■ WHAT IS NEEDED
Where the data below begins, start duplicating lines exactly, and finish with the line containing "Note to the class: mark the marble"; add nothing else. Leave the pictures out.

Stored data
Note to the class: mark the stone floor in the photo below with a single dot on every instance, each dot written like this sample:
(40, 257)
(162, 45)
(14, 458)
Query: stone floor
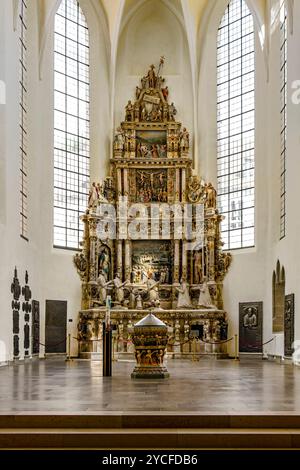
(53, 385)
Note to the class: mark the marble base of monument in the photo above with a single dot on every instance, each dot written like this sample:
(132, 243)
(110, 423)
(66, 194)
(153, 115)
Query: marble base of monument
(206, 320)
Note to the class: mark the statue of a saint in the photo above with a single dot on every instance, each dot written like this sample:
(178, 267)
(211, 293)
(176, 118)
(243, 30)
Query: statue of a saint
(129, 111)
(152, 287)
(184, 140)
(186, 329)
(103, 285)
(93, 196)
(172, 112)
(119, 139)
(250, 319)
(204, 297)
(195, 189)
(104, 263)
(151, 76)
(198, 267)
(184, 300)
(137, 92)
(119, 289)
(211, 195)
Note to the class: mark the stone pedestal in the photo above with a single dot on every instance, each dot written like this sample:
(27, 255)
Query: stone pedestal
(150, 340)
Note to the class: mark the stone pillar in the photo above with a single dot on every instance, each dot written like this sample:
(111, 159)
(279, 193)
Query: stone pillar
(120, 258)
(127, 260)
(176, 261)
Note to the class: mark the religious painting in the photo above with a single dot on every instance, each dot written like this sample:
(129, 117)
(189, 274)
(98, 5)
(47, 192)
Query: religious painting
(151, 144)
(289, 319)
(152, 185)
(151, 258)
(251, 320)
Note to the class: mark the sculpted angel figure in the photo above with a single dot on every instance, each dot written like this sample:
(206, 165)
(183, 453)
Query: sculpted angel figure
(119, 288)
(204, 296)
(93, 196)
(103, 285)
(184, 300)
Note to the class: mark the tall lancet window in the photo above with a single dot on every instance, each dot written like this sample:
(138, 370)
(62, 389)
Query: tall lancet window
(235, 125)
(71, 123)
(283, 96)
(23, 118)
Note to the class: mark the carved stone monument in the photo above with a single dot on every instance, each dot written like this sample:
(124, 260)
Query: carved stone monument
(150, 340)
(134, 226)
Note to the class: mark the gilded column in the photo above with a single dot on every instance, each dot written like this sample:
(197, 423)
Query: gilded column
(93, 242)
(183, 185)
(211, 259)
(127, 260)
(177, 185)
(125, 181)
(120, 258)
(119, 181)
(184, 260)
(176, 260)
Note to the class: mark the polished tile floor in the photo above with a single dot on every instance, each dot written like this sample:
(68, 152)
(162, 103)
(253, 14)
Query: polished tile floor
(53, 385)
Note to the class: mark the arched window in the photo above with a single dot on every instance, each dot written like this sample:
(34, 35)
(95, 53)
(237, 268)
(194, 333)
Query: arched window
(22, 29)
(235, 125)
(283, 96)
(71, 123)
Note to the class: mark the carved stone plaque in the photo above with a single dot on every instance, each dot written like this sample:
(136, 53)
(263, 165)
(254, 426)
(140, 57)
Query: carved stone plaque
(35, 327)
(26, 336)
(16, 346)
(56, 326)
(289, 320)
(251, 321)
(16, 327)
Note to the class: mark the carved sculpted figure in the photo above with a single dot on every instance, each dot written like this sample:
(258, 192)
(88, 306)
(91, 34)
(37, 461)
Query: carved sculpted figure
(198, 267)
(250, 319)
(93, 196)
(204, 297)
(184, 140)
(195, 189)
(172, 112)
(119, 139)
(119, 289)
(151, 76)
(104, 263)
(210, 195)
(103, 285)
(129, 111)
(152, 288)
(184, 300)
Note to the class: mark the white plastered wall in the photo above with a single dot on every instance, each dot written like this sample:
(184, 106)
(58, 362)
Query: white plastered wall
(152, 30)
(51, 271)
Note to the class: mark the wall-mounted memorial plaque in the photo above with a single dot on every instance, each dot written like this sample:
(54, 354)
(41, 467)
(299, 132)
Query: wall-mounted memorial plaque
(250, 331)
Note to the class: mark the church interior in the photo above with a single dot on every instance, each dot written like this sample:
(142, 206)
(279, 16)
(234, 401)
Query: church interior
(148, 185)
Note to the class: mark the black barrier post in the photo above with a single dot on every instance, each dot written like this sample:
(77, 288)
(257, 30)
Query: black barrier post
(107, 349)
(107, 341)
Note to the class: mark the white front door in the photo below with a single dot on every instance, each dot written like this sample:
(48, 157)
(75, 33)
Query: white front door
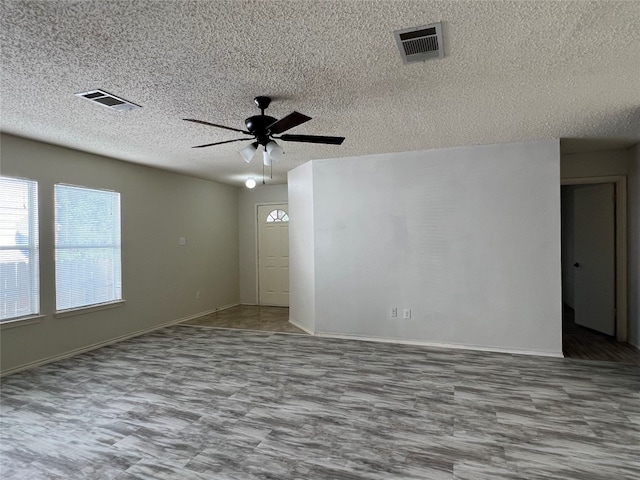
(594, 256)
(273, 255)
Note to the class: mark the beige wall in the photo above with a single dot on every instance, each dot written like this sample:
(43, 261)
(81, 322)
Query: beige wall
(160, 277)
(593, 164)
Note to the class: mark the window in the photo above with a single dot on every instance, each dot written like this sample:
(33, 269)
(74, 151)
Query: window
(19, 289)
(277, 216)
(88, 266)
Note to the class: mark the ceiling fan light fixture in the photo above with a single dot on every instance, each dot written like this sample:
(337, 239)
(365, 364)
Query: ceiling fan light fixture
(275, 151)
(249, 151)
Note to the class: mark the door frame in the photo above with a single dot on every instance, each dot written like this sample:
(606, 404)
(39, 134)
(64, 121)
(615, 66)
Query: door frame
(256, 239)
(620, 182)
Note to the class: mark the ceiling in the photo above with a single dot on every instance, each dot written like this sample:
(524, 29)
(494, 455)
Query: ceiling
(512, 71)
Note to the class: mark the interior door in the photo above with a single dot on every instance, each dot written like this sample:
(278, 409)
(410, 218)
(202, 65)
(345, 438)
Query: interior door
(273, 255)
(594, 256)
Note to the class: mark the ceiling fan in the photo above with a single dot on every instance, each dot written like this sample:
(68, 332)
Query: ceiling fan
(263, 129)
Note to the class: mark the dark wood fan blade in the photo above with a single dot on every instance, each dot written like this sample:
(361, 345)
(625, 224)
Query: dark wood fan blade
(285, 123)
(220, 143)
(216, 125)
(313, 139)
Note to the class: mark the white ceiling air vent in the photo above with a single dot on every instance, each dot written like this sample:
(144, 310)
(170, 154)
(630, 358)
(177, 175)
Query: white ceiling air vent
(107, 100)
(418, 44)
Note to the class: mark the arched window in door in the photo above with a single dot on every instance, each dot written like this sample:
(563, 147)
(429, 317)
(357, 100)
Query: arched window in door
(277, 216)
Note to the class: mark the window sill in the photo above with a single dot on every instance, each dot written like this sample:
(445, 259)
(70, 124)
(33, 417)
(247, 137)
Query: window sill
(88, 309)
(21, 322)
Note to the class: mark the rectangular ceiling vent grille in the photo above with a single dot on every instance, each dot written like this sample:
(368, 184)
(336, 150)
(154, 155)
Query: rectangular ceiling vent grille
(107, 100)
(419, 44)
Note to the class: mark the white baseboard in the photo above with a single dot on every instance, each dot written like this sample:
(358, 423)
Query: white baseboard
(302, 327)
(435, 344)
(121, 338)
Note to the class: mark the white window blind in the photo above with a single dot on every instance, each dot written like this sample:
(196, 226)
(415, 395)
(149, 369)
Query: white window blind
(88, 265)
(19, 290)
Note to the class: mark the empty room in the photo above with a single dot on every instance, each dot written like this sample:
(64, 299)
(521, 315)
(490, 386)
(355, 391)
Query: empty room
(335, 239)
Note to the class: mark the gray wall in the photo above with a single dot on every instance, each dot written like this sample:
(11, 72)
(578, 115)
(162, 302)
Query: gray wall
(302, 278)
(160, 278)
(634, 245)
(249, 200)
(467, 238)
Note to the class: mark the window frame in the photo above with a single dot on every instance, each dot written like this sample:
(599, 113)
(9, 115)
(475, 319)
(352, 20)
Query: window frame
(117, 244)
(33, 252)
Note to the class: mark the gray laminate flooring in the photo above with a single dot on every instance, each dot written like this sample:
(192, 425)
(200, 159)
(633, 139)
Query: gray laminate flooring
(192, 402)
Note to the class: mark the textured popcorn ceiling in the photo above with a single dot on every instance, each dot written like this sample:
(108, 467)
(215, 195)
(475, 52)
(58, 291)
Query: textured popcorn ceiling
(512, 71)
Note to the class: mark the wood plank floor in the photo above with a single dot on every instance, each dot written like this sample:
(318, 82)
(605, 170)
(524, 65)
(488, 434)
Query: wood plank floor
(250, 317)
(193, 402)
(584, 343)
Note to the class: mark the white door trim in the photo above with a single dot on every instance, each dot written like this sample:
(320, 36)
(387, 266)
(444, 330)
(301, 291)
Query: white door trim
(256, 220)
(620, 182)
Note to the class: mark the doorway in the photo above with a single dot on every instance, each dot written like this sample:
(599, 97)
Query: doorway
(594, 286)
(273, 255)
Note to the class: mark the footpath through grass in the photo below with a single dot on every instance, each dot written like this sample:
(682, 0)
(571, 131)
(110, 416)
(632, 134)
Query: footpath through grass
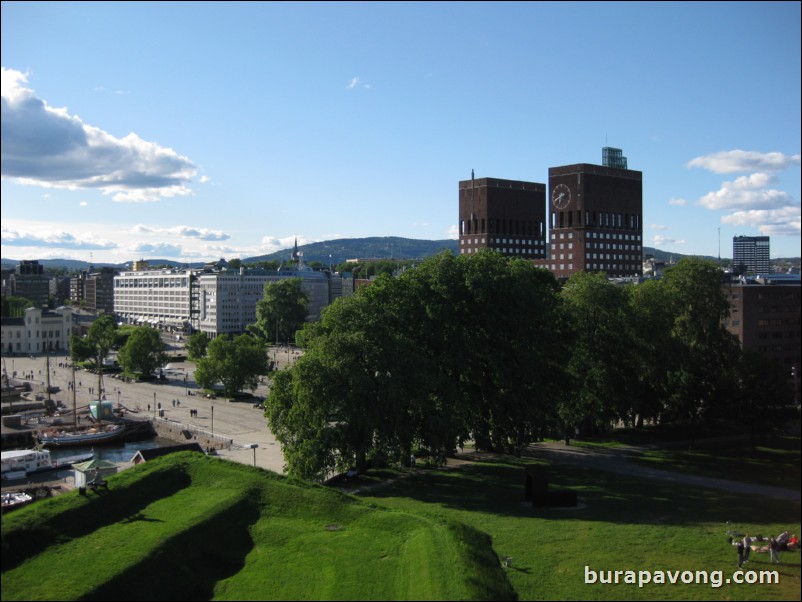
(188, 527)
(622, 523)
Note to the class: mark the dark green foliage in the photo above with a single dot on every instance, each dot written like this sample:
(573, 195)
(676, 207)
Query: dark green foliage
(237, 363)
(282, 311)
(143, 351)
(197, 343)
(425, 360)
(14, 307)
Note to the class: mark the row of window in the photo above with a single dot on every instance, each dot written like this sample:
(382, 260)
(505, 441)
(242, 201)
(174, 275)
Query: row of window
(504, 241)
(604, 220)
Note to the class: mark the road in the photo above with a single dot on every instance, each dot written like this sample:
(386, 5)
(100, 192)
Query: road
(238, 421)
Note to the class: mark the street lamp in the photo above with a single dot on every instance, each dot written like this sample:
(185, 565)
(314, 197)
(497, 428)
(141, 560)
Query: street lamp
(253, 446)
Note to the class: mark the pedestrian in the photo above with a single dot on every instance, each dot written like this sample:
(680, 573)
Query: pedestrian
(773, 545)
(739, 546)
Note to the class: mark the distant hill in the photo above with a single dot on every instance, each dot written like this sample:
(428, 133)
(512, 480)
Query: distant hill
(387, 247)
(339, 250)
(74, 265)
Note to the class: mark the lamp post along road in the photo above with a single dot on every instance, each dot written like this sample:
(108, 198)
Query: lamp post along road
(253, 446)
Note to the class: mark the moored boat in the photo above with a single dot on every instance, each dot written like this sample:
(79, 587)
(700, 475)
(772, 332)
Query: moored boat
(106, 434)
(15, 499)
(18, 464)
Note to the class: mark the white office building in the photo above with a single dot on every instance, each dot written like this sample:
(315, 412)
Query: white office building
(158, 298)
(216, 300)
(227, 299)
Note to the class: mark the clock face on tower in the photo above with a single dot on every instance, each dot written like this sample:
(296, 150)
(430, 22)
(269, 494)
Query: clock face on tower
(561, 196)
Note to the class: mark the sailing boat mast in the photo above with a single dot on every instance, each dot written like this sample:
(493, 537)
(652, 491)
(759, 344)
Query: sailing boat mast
(47, 366)
(99, 388)
(74, 404)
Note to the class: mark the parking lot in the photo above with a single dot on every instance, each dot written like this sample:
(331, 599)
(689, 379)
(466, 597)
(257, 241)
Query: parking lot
(176, 395)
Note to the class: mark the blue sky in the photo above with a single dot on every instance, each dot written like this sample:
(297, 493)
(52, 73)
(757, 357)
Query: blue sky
(195, 131)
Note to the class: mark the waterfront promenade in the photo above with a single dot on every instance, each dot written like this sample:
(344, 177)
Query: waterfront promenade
(238, 421)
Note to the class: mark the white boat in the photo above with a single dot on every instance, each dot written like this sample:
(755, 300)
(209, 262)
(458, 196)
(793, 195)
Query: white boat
(93, 436)
(15, 499)
(18, 464)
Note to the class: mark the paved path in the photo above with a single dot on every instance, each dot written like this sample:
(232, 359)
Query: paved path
(247, 425)
(616, 460)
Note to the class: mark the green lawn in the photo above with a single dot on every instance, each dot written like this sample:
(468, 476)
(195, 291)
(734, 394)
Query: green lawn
(234, 532)
(190, 527)
(622, 524)
(774, 462)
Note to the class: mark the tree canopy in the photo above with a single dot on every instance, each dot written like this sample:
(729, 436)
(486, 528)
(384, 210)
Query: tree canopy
(143, 351)
(236, 363)
(491, 349)
(282, 310)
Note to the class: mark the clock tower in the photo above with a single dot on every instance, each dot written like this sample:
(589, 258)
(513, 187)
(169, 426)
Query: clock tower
(595, 220)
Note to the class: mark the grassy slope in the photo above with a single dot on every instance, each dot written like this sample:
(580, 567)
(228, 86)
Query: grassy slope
(622, 524)
(225, 531)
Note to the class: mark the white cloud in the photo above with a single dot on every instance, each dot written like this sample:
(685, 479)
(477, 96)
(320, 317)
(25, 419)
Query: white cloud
(48, 147)
(54, 239)
(271, 244)
(356, 82)
(183, 231)
(660, 240)
(735, 161)
(784, 221)
(158, 250)
(747, 192)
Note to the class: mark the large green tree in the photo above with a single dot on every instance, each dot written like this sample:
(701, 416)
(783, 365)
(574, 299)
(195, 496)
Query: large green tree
(282, 310)
(701, 376)
(602, 362)
(425, 360)
(14, 307)
(237, 363)
(97, 343)
(197, 344)
(143, 351)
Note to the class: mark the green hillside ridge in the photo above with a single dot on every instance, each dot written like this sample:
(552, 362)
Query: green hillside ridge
(190, 527)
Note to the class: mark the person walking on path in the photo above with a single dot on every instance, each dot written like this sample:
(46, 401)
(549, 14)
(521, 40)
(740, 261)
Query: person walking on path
(773, 545)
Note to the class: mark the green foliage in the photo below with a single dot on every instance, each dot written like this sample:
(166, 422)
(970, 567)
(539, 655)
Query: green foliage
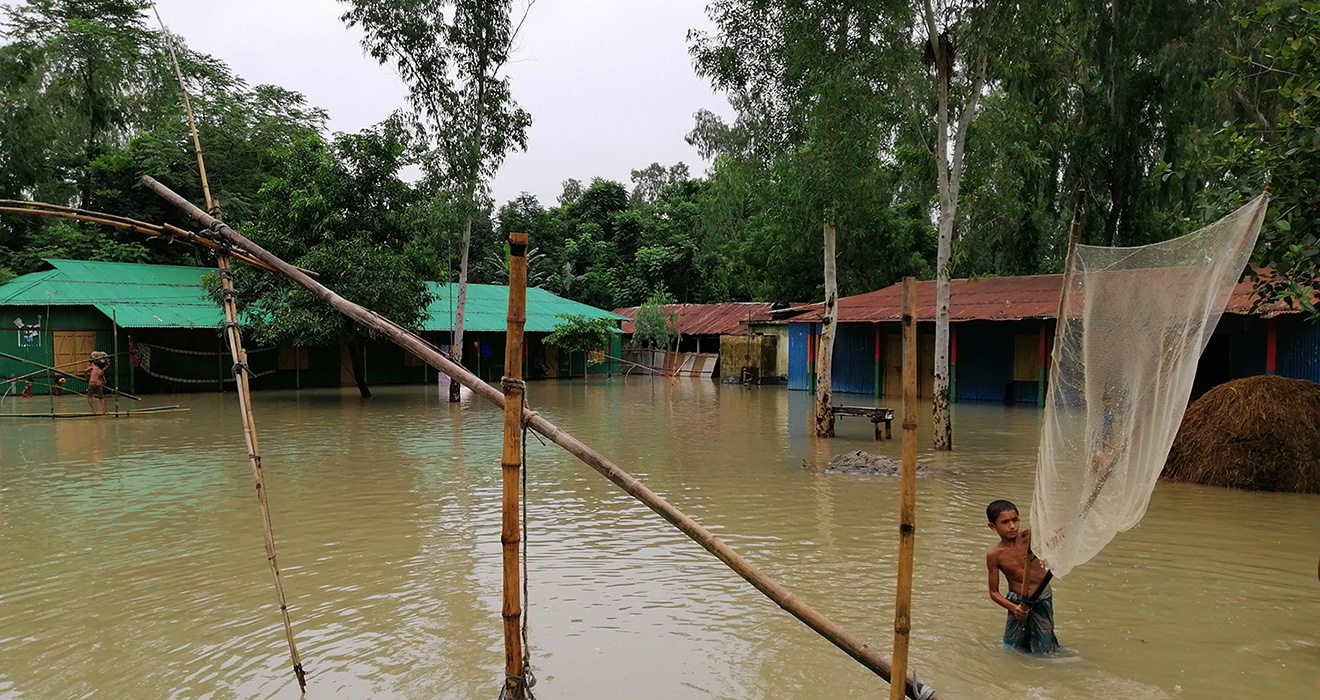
(655, 325)
(823, 94)
(341, 210)
(581, 333)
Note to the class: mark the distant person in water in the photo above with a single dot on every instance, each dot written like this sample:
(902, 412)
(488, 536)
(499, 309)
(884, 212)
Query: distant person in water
(1031, 622)
(97, 381)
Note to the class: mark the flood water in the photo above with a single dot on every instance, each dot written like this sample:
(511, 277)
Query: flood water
(131, 558)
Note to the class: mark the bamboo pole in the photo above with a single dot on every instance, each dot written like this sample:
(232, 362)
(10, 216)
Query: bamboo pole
(240, 382)
(49, 369)
(409, 341)
(907, 494)
(41, 209)
(53, 367)
(511, 466)
(242, 374)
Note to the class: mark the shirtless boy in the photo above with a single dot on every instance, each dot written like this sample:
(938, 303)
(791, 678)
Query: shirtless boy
(97, 379)
(1031, 624)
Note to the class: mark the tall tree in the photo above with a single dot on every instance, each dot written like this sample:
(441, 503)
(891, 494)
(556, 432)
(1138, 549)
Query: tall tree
(342, 210)
(813, 85)
(968, 75)
(452, 56)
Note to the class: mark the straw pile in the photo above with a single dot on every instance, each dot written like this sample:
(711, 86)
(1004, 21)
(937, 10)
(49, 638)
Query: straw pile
(1261, 433)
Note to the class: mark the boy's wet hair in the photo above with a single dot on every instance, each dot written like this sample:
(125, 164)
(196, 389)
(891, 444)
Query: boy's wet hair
(998, 507)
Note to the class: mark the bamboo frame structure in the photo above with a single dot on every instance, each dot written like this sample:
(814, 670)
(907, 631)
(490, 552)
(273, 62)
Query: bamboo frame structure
(61, 373)
(907, 495)
(161, 230)
(409, 341)
(240, 377)
(511, 468)
(1069, 258)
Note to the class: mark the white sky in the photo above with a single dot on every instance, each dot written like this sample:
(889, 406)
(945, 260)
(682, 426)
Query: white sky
(609, 82)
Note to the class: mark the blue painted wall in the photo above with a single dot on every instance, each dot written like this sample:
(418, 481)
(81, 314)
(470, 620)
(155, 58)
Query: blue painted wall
(854, 359)
(1246, 344)
(1299, 349)
(797, 377)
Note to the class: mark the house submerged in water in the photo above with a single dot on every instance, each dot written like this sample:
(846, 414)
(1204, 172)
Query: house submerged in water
(164, 333)
(1002, 333)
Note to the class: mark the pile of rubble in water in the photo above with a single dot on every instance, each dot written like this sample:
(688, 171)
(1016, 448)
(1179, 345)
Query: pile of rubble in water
(867, 464)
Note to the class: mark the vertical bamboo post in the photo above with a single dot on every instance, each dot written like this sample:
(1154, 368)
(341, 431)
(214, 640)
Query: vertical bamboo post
(795, 606)
(114, 358)
(240, 385)
(511, 466)
(907, 499)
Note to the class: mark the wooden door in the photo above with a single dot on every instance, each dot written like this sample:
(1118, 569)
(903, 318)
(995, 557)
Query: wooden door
(73, 349)
(892, 367)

■ RESPONSE
Note to the class: mark the stone floor in the photo below with a single dot on every instance, each dot written like this sample:
(40, 257)
(162, 45)
(14, 458)
Query: stone floor
(53, 385)
Note to the class: mark the marble base of monument in the photo above with a single dot on every instance, each dot written like this sample:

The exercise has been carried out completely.